### EXTRACTED INFORMATION
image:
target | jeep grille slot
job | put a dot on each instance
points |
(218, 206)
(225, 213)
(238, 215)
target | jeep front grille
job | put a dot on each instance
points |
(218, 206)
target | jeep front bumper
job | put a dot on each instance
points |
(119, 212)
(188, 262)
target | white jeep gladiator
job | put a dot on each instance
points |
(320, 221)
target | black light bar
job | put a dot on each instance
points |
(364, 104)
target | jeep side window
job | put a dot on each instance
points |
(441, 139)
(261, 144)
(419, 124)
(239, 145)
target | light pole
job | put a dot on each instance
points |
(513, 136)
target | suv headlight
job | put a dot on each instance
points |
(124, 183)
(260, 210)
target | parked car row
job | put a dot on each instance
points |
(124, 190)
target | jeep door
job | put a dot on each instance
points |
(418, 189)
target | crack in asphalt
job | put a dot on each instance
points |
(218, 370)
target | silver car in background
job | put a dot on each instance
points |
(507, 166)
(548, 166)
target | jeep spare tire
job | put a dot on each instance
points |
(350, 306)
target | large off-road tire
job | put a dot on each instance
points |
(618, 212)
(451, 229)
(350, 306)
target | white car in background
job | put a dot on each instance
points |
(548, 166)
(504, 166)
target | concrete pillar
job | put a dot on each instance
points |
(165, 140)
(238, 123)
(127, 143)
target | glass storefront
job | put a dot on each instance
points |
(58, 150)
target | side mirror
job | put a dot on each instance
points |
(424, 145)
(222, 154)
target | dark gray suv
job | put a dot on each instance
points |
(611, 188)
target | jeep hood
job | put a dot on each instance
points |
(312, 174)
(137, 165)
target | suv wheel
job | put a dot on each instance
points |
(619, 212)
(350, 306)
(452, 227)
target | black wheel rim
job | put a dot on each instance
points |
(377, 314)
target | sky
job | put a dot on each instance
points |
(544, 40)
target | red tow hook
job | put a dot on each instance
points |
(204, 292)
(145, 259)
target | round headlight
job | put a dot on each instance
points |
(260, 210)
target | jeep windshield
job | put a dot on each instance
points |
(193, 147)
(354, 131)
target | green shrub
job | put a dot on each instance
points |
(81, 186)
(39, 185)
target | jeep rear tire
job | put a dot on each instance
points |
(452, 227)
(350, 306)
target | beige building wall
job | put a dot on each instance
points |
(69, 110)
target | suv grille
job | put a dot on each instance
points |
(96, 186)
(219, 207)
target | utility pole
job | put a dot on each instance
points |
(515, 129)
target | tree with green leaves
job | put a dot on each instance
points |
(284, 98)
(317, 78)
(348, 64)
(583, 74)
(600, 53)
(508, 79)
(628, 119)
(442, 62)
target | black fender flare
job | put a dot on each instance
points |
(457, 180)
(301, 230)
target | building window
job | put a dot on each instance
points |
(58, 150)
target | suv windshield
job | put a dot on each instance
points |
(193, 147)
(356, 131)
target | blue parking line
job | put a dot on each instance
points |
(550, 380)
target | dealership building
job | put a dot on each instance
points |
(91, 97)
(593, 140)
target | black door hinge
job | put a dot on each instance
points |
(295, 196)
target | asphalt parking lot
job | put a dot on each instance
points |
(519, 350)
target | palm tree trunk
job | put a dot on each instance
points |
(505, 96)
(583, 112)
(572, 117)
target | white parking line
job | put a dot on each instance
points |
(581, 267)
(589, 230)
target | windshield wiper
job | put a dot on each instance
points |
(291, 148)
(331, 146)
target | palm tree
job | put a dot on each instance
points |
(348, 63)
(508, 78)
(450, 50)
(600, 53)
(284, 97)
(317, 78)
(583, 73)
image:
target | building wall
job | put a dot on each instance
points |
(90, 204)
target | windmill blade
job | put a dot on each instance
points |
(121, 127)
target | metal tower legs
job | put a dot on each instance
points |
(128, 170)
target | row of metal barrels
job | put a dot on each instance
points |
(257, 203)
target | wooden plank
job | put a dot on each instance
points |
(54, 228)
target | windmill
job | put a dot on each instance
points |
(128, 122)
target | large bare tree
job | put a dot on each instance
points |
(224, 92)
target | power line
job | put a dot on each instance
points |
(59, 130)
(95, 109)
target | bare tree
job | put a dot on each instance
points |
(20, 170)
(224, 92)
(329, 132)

### EXERCISE BRIEF
Rewrite all of the material above, putting "mark each instance with a dot" in place of "put a dot on each instance" every time it appears and changing nothing else.

### WRITTEN REPLY
image:
target | jeep grille slot
job | mark each instance with a dot
points |
(218, 206)
(225, 213)
(238, 215)
target | jeep front grille
job | mark each instance with a dot
points |
(218, 206)
target | jeep front bumper
job | mark each instance with a dot
points |
(119, 212)
(188, 262)
target | white jeep gladiator
job | mark each instance with a dot
points |
(320, 221)
target | black light bar
job | mark each instance with a dot
points |
(364, 104)
target | jeep side window
job | mark each instance with a dot
points |
(441, 139)
(261, 144)
(419, 124)
(239, 145)
target | light pole
job | mark each instance with a dot
points |
(513, 136)
target | suv headlight
job | mark each instance with a dot
points |
(124, 183)
(260, 210)
target | parked car row
job | mark each instance with a dot
points |
(124, 190)
target | jeep door
job | mark each instance with a dot
points |
(418, 189)
target | crack in asphalt
job | mark each instance with a dot
points |
(218, 370)
target | silver car in background
job | mark each instance with a dot
points |
(507, 166)
(548, 166)
target | jeep spare tire
job | mark each instance with a dot
points |
(350, 306)
target | large off-road tire
job | mark each instance with a dot
points |
(618, 212)
(451, 229)
(350, 306)
target | white car in background
job | mark each instance with a dot
points |
(548, 166)
(504, 166)
target | concrete pillar
job | mark each instance with a dot
points |
(165, 140)
(238, 123)
(127, 143)
target | glass storefront
job | mark each instance with a dot
points |
(58, 150)
target | side mirror
job | mark each instance with a dot
points |
(424, 145)
(222, 154)
target | dark gray suv
job | mark each instance with a dot
points |
(611, 188)
target | jeep hood
job | mark each instance with a dot
points |
(312, 174)
(137, 165)
target | suv wheel
job | mark each instance with a dot
points |
(619, 212)
(350, 306)
(452, 227)
target | black wheel rim
job | mark each instance with a dot
points |
(377, 314)
target | sky
job | mark each instance with a dot
points |
(544, 40)
target | red tow hook
job | mark each instance with a dot
points |
(204, 292)
(145, 259)
target | round headlight
job | mark each instance with a dot
points |
(260, 210)
target | jeep windshield
job | mark each instance with a dot
points |
(193, 147)
(354, 131)
target | green shrub
job | mark each instance with a dot
points |
(81, 186)
(39, 185)
target | jeep rear tire
job | mark each instance with a dot
points |
(452, 227)
(350, 306)
target | beige building wall
job | mark each instance with a dot
points |
(69, 110)
target | suv grille
job | mark each instance with a dot
points |
(96, 186)
(219, 207)
target | utility pole
job | mark each instance with a dot
points |
(515, 129)
target | tree with green leaves
job | mark each instance with a dot
points |
(284, 98)
(317, 78)
(348, 64)
(583, 74)
(600, 53)
(508, 79)
(628, 119)
(442, 62)
target | black fender flare
job | mark each instance with a dot
points |
(457, 180)
(301, 230)
target | building window
job | mark each instance with a dot
points |
(58, 150)
target | suv windshield
job | mark each instance with a dot
points |
(193, 147)
(356, 131)
target | blue parking line
job | mark each instance with a dot
points |
(550, 380)
target | dealership building
job | mark each instance with a dot
points |
(91, 97)
(593, 140)
target | black door hinge
job | mark each instance with a dot
points |
(295, 196)
target | asphalt parking lot
job | mark each instance with a dot
points |
(519, 350)
target | palm tree trunk
job | mark each instance with a dot
points |
(505, 96)
(583, 112)
(572, 117)
target | white parking line
job | mark each instance with a dot
points |
(581, 267)
(589, 230)
target | windshield wiper
job | mark each instance with a dot
points |
(291, 148)
(331, 146)
target | palm tree
job | mark each instance with a dot
points |
(348, 63)
(508, 78)
(450, 50)
(600, 53)
(284, 97)
(317, 78)
(583, 73)
image:
target | building wall
job | mark each instance with a dot
points |
(90, 204)
target | windmill blade
job | mark each instance with a dot
points |
(121, 127)
target | metal tower legs
job | mark each instance with a dot
points |
(128, 170)
target | row of metal barrels
job | mark each instance with a dot
points |
(257, 203)
target | wooden plank
job | mark each instance with a dot
points |
(54, 228)
target | windmill
job | mark each instance with a dot
points |
(128, 122)
target | large bare tree
job | mark each instance with a dot
points |
(224, 92)
target | power line
job | mark each instance with a dot
points |
(59, 130)
(95, 109)
target | bare tree
job | mark each instance with a dot
points |
(20, 170)
(224, 92)
(329, 132)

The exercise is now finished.